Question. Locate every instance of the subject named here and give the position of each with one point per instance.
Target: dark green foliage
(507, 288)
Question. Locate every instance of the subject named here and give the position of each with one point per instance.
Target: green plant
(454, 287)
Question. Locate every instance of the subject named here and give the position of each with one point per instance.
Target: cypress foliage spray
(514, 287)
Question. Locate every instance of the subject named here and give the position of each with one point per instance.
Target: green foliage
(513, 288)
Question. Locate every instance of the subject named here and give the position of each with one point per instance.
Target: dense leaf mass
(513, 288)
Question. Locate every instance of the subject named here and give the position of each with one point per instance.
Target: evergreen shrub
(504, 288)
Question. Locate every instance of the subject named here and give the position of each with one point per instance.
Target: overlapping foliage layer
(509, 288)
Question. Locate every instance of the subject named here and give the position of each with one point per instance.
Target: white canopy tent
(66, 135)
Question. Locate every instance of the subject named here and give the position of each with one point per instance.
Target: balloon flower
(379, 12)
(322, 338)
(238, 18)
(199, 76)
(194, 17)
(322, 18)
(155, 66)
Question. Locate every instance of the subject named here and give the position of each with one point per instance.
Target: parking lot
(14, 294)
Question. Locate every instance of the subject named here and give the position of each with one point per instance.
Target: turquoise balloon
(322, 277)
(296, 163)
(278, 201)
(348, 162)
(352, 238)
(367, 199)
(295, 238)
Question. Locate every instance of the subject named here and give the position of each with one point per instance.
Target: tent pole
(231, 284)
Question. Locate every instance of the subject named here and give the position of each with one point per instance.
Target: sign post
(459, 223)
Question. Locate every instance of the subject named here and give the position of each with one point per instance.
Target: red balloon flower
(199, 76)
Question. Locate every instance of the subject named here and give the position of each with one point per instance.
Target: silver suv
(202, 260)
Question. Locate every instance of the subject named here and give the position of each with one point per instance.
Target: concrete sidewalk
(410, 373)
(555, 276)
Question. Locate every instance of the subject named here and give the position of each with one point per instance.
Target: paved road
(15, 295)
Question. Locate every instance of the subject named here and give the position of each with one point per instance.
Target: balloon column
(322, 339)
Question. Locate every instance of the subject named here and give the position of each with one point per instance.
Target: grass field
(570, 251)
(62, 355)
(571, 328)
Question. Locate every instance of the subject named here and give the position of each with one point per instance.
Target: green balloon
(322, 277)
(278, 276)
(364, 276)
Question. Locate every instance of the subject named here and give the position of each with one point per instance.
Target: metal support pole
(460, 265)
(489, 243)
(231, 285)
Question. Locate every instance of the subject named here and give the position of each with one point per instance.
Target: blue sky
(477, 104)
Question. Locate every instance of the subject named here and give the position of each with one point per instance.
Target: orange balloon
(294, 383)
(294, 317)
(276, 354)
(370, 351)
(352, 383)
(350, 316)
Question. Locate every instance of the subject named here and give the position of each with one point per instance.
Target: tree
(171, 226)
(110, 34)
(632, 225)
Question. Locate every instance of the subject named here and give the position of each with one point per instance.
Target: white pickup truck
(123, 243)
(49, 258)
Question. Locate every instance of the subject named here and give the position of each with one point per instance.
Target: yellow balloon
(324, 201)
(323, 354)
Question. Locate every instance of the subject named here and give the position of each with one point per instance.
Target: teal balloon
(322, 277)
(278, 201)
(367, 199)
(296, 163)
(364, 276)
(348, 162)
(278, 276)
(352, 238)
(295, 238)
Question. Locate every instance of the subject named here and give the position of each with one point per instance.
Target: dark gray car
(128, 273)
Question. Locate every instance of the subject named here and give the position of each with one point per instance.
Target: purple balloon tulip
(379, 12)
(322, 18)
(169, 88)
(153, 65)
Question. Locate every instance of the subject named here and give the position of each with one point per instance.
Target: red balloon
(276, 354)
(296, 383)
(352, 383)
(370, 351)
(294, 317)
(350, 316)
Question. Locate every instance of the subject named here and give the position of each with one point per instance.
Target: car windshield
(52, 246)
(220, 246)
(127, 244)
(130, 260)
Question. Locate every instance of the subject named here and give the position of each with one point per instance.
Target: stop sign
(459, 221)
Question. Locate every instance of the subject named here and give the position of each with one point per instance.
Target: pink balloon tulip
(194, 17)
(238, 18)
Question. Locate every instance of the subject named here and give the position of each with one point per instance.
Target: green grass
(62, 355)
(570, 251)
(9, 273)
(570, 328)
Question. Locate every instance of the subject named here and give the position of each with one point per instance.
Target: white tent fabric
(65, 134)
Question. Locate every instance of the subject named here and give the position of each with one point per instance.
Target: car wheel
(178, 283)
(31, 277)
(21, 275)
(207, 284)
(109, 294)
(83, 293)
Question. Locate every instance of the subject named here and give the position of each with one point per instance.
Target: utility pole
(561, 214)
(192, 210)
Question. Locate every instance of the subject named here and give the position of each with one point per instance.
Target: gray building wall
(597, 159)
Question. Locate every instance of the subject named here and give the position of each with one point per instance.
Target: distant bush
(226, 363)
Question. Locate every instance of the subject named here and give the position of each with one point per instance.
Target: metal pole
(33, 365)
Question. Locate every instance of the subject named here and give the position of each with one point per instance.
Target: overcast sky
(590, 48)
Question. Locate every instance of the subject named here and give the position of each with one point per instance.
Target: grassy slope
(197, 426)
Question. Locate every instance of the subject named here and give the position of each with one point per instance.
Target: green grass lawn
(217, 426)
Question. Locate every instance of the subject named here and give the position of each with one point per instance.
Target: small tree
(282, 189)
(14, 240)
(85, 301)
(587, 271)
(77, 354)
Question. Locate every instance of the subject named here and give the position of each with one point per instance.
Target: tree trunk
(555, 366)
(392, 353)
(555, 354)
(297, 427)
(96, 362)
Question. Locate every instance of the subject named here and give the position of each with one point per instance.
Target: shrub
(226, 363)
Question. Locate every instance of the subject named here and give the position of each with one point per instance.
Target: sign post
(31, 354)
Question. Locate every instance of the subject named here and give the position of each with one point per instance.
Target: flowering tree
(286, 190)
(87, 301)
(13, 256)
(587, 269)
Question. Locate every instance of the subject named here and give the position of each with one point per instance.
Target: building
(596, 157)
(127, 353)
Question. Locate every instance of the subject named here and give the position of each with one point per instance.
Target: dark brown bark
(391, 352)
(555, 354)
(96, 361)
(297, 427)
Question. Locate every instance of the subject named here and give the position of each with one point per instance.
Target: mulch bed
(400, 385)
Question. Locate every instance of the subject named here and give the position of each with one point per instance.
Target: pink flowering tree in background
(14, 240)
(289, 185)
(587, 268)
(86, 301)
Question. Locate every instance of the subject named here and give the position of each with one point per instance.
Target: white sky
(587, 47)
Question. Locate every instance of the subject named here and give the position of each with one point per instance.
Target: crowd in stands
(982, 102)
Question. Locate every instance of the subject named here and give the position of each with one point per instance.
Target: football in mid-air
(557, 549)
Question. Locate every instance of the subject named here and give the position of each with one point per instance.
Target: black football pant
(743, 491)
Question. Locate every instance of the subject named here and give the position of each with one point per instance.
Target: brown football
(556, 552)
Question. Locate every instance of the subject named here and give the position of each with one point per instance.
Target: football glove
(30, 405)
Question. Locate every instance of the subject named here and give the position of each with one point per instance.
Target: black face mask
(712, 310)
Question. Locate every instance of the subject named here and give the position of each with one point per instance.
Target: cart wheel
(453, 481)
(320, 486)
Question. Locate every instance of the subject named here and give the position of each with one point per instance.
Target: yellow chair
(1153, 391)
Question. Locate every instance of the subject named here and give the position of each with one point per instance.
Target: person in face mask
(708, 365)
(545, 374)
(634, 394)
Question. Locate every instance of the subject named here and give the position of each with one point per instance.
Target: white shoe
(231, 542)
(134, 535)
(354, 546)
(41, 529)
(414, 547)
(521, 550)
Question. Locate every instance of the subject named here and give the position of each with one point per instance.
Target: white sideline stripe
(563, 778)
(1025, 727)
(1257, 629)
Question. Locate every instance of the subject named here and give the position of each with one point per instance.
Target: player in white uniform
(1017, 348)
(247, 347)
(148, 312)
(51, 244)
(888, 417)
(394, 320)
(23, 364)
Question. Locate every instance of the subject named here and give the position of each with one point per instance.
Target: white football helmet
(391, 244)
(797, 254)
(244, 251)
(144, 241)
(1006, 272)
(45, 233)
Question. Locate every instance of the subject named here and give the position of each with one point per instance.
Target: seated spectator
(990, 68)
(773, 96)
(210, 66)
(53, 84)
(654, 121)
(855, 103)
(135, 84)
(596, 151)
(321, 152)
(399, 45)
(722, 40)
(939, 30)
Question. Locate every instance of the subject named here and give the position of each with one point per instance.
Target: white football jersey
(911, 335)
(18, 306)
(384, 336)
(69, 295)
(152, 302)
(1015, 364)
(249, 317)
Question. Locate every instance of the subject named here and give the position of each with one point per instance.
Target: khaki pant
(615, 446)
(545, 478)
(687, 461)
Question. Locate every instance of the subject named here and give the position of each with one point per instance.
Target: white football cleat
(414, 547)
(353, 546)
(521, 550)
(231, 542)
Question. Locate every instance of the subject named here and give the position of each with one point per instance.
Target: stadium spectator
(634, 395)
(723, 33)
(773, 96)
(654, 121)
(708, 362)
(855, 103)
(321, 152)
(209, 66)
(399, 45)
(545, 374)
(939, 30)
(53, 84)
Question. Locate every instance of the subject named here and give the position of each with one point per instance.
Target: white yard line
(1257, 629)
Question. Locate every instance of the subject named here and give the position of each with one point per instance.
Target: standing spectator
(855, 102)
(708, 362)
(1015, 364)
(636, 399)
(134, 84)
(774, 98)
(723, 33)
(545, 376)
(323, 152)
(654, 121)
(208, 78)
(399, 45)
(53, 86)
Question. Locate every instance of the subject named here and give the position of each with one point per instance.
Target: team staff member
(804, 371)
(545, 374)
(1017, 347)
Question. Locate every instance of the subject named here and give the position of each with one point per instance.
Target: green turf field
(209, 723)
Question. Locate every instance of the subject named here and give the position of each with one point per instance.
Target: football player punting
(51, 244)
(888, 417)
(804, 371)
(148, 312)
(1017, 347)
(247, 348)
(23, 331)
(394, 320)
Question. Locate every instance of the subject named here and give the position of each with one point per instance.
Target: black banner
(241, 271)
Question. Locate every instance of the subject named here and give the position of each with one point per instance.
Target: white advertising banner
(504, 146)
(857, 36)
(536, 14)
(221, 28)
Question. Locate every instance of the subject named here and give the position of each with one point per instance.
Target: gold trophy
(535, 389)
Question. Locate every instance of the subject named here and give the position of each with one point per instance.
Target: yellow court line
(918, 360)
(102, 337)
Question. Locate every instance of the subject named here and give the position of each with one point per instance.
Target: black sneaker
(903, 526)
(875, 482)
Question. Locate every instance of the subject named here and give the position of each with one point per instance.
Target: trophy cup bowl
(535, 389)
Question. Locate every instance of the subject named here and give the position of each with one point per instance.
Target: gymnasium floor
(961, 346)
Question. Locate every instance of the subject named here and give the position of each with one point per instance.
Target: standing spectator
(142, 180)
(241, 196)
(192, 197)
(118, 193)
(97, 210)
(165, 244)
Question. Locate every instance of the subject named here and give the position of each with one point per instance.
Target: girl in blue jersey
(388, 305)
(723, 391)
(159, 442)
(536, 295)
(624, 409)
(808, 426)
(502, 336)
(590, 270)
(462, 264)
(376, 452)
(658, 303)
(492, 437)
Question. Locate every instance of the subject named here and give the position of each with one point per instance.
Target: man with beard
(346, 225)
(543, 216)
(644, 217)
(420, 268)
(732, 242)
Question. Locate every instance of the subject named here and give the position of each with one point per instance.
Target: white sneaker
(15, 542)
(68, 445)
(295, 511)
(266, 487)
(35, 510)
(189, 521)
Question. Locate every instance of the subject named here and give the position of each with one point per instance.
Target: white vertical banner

************

Please count the lines in the records above that contain the word "sneaker", and reply with only that number.

2